----- 選錄文字

如果你有Penn Treebank樹狀結構的資料,可以使用ntlk.corpus.BracketParseCorpusReader

>>> from nltk.corpus import BracketParseCorpusReader
>>> corpus_root = r"C:\corpora\penntreebank\parsed\mrg\wsj" 
>>> file_pattern = r".*/wsj_.*\.mrg" 
>>> ptb = BracketParseCorpusReader(corpus_root, file_pattern)
>>> ptb.fileids()
['00/wsj_0001.mrg', '00/wsj_0002.mrg', '00/wsj_0003.mrg', '00/wsj_0004.mrg', ...]
>>> len(ptb.sents())
49208
>>> ptb.sents(fileids='20/wsj_2013.mrg')[19]
['The', '55-year-old', 'Mr.', 'Noriega', 'is', "n't", 'as', 'smooth', 'as', 'the',
'shah', 'of', 'Iran', ',', 'as', 'well-born', 'as', 'Nicaragua', "'s", 'Anastasio',
'Somoza', ',', 'as', 'imperial', 'as', 'Ferdinand', 'Marcos', 'of', 'the', 'Philippines',
'or', 'as', 'bloody', 'as', 'Haiti', "'s", 'Baby', Doc', 'Duvalier', '.']

2.2 條件式頻率分布

在統計條件分布時,我們需要將文字轉換成(condition, event)的格式,例如Brown中,有15個condition(每個分類一個),及1161192個event(每個單字一個)。

FreqDist()是單純的頻率分布,以list為參數。ConditionalFreqDist()則是條件式頻率分布,以list of pairs為參數。


In [11]:
import nltk
from nltk.corpus import gutenberg as gut
emma = gut.words(gut.fileids()[0])
freq_uni = nltk.FreqDist(emma)
freq_bi = nltk.FreqDist(nltk.bigrams(emma))

In [20]:
freq_uni.most_common()[:5]


Out[20]:
[(u',', 11454), (u'.', 6928), (u'to', 5183), (u'the', 4844), (u'and', 4672)]

In [15]:
freq_bi.most_common()[:5]


Out[15]:
[((u',', u'and'), 1879),
 ((u'Mr', u'.'), 1153),
 ((u"'", u's'), 932),
 ((u';', u'and'), 866),
 ((u'."', u'"'), 757)]

ConditionalFreqDist的常用函式

  • cfd = ConditionalFreqDist(pairs): 將pairs=(c,s)轉換為頻率分布
  • cfd.conditions(): 列出pairs[0]的所有可能
  • cfd[cond]: 用cond作為條件查詢,也就是pairs[0]==cond的清單
  • cfd[cond][sample]: pairs[0]==cond && pairs[1]==sample的清單
  • cfd.tabulate(conditions=cond, samples=samp): 將多個cond與多個sample的對應關係畫成表格
  • cfd.plot(): 畫出頻率分布
  • cfd.plot(samples, conditions): 畫出頻率分布

詞彙分析資源 (Lexical Resources)

----------

* **作業題目**:
**A.** 根據選錄文字,Brown 中有多少個 condition?
**B.** 請列出選錄文字在「ConditionalFreqDist的常用函式」底下列舉的所有寫法。
**C.** 請逐字照抄選錄文字中從「2.2 條件式頻率分布」開始,一直到「freq_uni = nltk.FreqDist(emma)」為止的全部內容。

----- 資料列

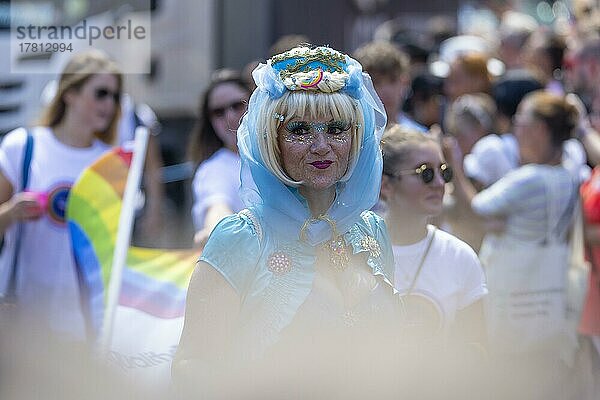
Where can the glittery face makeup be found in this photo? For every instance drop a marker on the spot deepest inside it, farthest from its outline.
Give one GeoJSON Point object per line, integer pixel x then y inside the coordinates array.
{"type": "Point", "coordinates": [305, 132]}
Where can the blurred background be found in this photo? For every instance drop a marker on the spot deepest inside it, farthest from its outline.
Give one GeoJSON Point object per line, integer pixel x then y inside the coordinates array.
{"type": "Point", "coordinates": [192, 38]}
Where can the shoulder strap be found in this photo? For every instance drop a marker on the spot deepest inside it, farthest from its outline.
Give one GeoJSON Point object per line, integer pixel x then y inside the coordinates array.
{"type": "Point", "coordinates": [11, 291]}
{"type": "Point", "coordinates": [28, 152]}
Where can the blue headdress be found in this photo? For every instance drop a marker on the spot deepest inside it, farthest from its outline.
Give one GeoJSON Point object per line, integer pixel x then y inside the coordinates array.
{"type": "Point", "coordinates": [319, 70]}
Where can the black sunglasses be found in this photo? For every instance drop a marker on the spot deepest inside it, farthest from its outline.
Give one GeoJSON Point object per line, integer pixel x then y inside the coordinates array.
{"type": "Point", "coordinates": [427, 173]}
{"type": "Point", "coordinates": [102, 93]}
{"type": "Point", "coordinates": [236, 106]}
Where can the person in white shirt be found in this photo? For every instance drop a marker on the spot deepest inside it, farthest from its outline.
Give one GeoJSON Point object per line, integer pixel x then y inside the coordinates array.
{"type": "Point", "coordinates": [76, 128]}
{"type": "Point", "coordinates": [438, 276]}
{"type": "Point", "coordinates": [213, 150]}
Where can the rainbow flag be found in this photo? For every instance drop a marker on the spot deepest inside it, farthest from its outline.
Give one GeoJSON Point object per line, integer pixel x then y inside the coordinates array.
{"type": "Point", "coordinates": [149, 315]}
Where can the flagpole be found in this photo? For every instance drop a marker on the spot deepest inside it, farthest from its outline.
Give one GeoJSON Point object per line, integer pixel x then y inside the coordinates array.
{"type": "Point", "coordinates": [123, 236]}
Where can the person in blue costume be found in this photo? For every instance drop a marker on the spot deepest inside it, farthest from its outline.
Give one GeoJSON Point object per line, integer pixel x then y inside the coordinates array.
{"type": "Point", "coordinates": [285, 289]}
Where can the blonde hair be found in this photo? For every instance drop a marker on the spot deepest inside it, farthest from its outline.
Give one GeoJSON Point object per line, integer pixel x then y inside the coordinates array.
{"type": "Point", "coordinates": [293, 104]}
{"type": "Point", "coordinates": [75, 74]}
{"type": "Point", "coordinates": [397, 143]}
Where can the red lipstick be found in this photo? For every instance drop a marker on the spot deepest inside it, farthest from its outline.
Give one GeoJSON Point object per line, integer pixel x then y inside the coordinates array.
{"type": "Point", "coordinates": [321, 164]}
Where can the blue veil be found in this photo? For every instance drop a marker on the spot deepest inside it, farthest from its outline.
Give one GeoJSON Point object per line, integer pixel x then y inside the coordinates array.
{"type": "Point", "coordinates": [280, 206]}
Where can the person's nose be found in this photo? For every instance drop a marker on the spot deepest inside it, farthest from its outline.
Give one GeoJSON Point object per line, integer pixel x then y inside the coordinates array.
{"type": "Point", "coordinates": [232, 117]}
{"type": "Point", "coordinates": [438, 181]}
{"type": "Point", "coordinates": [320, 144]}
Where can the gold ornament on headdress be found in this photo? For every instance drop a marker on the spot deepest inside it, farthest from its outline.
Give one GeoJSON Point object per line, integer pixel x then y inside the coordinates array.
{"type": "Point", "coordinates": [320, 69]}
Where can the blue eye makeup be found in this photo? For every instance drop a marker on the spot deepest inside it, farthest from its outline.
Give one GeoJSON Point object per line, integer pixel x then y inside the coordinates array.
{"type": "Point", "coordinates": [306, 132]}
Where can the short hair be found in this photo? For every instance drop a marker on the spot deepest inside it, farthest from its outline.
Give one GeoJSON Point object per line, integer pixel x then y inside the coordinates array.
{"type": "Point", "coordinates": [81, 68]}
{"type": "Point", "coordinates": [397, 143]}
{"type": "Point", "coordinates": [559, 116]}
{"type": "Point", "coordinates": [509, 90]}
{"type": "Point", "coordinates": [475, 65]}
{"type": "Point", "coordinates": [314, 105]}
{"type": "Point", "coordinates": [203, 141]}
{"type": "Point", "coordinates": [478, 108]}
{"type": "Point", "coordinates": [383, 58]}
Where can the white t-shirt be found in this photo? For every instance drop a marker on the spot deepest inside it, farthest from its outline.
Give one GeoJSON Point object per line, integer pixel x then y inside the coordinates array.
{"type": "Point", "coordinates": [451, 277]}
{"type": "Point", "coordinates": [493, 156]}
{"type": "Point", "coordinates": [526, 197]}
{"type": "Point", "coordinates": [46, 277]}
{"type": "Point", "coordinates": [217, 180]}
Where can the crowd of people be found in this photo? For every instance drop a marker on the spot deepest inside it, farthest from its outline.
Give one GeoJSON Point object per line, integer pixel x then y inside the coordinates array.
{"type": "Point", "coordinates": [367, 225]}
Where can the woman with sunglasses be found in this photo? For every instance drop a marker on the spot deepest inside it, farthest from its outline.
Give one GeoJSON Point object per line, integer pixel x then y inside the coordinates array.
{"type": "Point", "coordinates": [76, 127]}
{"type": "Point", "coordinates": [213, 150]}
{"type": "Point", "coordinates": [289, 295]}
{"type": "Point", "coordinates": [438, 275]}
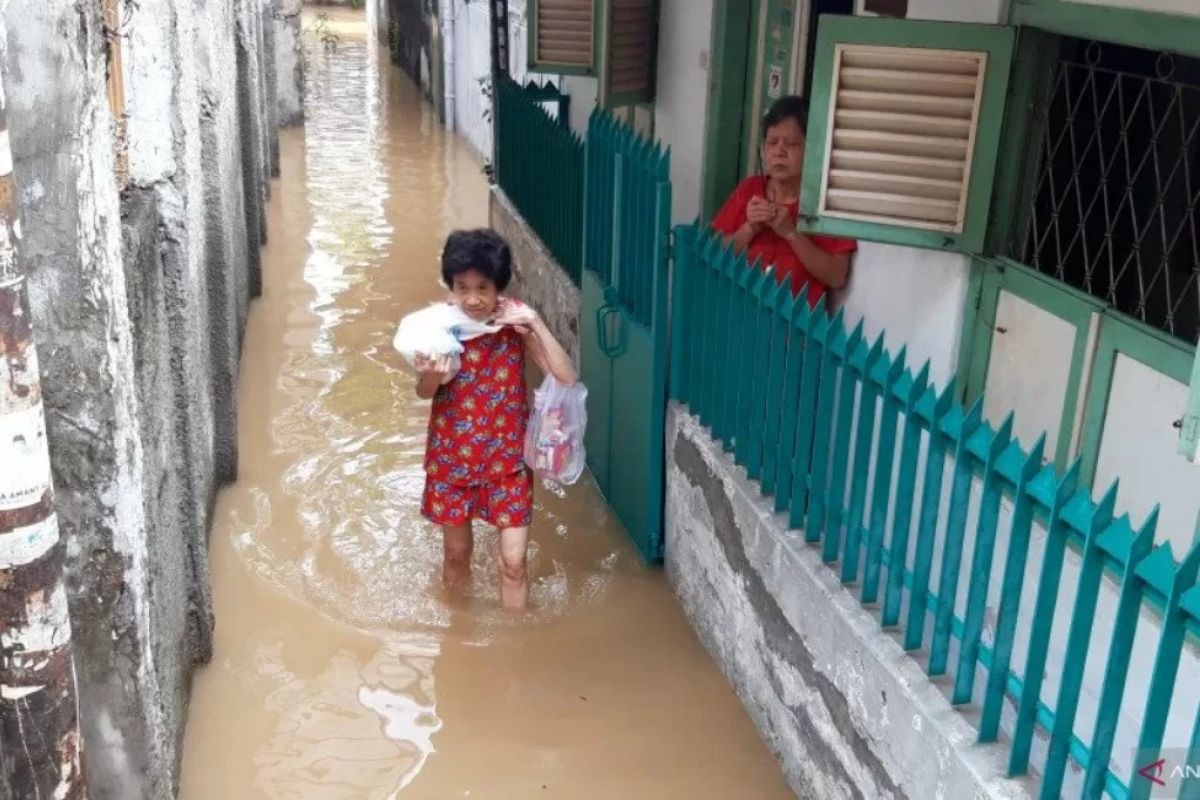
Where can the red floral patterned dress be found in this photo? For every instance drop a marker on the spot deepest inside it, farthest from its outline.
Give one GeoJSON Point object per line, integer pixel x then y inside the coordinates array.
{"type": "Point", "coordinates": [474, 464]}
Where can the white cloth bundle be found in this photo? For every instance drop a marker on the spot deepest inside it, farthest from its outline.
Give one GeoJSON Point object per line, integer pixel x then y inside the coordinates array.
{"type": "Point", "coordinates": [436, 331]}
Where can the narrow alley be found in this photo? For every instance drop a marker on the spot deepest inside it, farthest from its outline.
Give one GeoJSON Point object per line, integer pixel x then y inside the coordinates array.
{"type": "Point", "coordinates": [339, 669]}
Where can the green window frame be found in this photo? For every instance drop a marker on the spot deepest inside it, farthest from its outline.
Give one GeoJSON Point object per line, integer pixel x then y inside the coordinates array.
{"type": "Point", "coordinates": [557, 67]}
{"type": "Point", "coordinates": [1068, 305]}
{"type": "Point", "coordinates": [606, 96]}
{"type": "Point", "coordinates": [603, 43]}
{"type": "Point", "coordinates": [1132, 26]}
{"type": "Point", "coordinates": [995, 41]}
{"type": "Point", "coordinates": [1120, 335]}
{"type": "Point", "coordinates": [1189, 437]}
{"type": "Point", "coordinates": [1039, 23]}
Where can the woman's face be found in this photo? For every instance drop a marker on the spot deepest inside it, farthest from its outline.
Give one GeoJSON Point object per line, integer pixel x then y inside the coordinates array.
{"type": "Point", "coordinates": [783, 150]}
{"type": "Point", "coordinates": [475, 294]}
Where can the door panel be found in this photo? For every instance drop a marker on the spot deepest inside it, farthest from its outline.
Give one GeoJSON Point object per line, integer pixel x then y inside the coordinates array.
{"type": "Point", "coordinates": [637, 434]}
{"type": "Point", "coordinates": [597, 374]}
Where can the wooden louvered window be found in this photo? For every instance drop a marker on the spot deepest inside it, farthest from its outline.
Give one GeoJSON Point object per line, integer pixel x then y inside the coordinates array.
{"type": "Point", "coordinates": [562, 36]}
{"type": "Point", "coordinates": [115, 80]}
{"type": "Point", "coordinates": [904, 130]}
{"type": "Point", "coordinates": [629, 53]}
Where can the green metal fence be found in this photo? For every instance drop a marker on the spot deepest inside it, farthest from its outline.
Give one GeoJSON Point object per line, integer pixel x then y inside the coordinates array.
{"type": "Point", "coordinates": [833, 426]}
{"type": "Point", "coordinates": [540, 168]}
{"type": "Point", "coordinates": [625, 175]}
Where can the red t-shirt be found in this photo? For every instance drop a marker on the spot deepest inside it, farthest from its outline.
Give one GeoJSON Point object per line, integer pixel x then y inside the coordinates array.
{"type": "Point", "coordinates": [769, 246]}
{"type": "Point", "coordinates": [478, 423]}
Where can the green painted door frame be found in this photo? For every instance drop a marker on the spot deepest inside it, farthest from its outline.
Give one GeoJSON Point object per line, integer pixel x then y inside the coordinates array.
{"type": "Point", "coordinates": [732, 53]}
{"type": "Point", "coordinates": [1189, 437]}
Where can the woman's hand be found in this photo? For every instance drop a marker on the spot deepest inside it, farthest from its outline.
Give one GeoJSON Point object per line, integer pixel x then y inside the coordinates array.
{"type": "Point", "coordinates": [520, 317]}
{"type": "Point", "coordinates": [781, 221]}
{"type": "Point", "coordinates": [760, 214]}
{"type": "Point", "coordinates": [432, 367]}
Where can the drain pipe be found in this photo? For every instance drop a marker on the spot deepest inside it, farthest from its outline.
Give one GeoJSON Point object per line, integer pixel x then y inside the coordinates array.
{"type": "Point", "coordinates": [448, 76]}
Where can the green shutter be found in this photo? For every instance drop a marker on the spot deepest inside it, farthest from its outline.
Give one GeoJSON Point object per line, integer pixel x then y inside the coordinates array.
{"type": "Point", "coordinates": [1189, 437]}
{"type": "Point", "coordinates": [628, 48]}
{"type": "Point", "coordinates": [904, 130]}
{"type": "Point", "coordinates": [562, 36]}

----------

* **最終答案**:
**A.** Brown 中有 15 個 condition,每個分類一個。

**B.**
- cfd = ConditionalFreqDist(pairs)
- cfd.conditions()
- cfd[cond]
- cfd[cond][sample]
- cfd.tabulate(conditions=cond, samples=samp)
- cfd.plot()
- cfd.plot(samples, conditions)

**C.**
2.2 條件式頻率分布

在統計條件分布時,我們需要將文字轉換成(condition, event)的格式,例如Brown中,有15個condition(每個分類一個),及1161192個event(每個單字一個)。

FreqDist()是單純的頻率分布,以list為參數。ConditionalFreqDist()則是條件式頻率分布,以list of pairs為參數。


In [11]:
import nltk
from nltk.corpus import gutenberg as gut
emma = gut.words(gut.fileids()[0])
freq_uni = nltk.FreqDist(emma)